Short problem: How many lines in the rows below contain the string "Mark"? Case counts, so match capital and lowercase letters exactly, and reply with the number alone.

Dataset entries:

********

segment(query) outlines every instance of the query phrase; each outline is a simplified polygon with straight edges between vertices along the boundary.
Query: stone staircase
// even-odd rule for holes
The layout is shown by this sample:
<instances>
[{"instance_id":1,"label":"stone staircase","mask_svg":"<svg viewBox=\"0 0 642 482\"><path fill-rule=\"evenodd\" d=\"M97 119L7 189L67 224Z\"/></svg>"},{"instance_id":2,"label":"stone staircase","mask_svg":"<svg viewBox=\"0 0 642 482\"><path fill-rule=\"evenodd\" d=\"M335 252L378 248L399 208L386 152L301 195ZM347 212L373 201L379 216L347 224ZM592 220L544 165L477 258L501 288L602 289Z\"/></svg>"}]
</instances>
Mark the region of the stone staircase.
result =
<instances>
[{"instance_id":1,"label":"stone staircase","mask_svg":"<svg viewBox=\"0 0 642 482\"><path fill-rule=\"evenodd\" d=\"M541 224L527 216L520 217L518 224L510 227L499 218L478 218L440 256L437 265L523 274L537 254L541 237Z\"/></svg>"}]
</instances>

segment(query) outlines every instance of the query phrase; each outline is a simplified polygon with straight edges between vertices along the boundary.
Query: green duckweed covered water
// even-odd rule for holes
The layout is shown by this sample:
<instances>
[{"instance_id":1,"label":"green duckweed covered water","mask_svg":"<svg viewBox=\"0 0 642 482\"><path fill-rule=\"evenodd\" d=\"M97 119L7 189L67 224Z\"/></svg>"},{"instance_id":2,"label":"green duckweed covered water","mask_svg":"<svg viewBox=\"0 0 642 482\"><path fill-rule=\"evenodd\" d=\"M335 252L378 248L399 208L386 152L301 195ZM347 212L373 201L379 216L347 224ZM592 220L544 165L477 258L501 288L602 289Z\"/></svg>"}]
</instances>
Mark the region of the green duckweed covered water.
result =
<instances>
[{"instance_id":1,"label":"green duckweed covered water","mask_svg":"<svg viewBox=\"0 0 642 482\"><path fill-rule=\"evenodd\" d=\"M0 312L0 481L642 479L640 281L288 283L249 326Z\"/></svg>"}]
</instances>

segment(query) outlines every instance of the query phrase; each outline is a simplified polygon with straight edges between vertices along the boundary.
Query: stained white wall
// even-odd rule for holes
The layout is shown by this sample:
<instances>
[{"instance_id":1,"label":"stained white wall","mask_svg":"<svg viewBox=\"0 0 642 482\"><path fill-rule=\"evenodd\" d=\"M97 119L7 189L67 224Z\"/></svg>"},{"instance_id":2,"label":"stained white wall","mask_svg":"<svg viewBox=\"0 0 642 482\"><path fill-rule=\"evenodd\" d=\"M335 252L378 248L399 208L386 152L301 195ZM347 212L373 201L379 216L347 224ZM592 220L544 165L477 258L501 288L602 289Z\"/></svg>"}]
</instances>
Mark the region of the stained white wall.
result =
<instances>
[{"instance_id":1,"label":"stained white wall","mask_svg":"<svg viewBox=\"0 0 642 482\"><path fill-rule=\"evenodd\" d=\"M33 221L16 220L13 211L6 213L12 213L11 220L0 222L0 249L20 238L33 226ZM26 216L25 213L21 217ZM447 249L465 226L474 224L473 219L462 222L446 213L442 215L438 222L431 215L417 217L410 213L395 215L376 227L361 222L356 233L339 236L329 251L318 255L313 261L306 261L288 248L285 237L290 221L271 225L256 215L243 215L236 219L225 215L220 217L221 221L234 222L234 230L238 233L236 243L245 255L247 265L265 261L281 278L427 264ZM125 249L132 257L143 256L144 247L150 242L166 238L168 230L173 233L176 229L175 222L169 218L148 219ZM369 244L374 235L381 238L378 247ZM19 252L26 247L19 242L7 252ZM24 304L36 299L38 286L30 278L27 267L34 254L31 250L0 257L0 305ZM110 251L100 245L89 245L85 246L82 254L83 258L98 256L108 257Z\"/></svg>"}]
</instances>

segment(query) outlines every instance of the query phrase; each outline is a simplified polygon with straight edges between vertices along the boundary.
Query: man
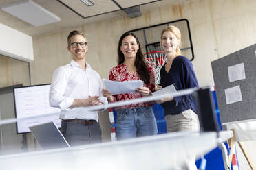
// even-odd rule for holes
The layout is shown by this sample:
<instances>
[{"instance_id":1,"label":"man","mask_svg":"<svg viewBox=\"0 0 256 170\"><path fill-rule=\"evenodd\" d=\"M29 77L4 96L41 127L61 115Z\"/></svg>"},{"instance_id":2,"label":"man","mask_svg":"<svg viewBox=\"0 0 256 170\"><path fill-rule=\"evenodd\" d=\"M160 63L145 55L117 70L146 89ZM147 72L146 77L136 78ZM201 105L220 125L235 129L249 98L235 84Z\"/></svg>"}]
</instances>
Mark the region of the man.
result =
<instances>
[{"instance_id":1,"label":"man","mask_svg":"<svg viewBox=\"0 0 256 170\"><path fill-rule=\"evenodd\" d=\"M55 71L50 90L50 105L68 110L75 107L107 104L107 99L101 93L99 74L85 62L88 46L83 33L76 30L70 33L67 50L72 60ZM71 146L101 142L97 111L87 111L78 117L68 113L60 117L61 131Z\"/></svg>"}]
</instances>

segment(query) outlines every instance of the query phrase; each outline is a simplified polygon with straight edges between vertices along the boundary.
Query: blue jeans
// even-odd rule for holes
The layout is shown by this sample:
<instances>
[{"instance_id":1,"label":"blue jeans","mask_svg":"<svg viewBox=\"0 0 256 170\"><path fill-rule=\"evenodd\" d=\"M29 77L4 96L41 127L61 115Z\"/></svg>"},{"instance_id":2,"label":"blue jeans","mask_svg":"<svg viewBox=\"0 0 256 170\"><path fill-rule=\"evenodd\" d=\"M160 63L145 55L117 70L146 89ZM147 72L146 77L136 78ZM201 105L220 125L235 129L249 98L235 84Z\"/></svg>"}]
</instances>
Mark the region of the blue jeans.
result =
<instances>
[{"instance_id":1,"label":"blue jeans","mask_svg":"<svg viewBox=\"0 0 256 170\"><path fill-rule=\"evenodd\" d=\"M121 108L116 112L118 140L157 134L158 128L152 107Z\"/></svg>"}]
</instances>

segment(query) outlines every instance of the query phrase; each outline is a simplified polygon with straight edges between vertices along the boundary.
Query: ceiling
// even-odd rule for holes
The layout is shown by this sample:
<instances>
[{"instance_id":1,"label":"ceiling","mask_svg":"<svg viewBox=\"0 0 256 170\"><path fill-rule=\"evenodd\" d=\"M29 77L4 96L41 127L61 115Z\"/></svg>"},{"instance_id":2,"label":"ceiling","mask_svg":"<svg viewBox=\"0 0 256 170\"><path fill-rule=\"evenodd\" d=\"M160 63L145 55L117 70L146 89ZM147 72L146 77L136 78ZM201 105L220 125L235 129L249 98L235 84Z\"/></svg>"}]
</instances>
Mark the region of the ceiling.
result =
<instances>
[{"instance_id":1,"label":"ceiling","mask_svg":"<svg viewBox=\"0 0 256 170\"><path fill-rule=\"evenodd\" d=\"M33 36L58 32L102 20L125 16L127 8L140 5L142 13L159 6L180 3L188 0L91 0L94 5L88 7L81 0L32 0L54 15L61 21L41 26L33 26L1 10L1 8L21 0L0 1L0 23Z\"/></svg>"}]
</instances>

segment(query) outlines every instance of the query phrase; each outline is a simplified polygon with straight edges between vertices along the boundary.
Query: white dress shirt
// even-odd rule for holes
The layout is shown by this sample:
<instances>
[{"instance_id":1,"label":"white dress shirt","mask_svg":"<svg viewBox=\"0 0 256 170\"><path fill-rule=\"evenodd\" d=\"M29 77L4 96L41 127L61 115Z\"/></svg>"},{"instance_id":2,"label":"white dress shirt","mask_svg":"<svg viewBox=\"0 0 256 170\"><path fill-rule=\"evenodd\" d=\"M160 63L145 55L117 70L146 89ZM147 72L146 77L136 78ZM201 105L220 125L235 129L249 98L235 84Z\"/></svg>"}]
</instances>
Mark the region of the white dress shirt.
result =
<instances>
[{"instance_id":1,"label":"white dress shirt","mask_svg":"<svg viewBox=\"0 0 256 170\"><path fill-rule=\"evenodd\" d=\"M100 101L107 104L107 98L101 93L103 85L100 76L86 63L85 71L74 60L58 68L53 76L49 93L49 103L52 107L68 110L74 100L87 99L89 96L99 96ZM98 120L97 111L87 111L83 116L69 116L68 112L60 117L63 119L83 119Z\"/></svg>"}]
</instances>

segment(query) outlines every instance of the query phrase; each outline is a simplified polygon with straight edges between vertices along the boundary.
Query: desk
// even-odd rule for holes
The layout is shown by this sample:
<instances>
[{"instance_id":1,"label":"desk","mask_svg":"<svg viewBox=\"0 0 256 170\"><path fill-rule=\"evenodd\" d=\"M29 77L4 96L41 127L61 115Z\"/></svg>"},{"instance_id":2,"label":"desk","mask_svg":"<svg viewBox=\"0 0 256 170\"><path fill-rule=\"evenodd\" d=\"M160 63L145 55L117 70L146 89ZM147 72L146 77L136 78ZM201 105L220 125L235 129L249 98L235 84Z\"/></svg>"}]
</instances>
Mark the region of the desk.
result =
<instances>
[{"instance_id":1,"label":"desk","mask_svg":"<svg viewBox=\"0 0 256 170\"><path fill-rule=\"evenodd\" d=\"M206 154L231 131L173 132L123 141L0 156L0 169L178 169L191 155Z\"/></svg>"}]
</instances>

********

Finished exercise: 8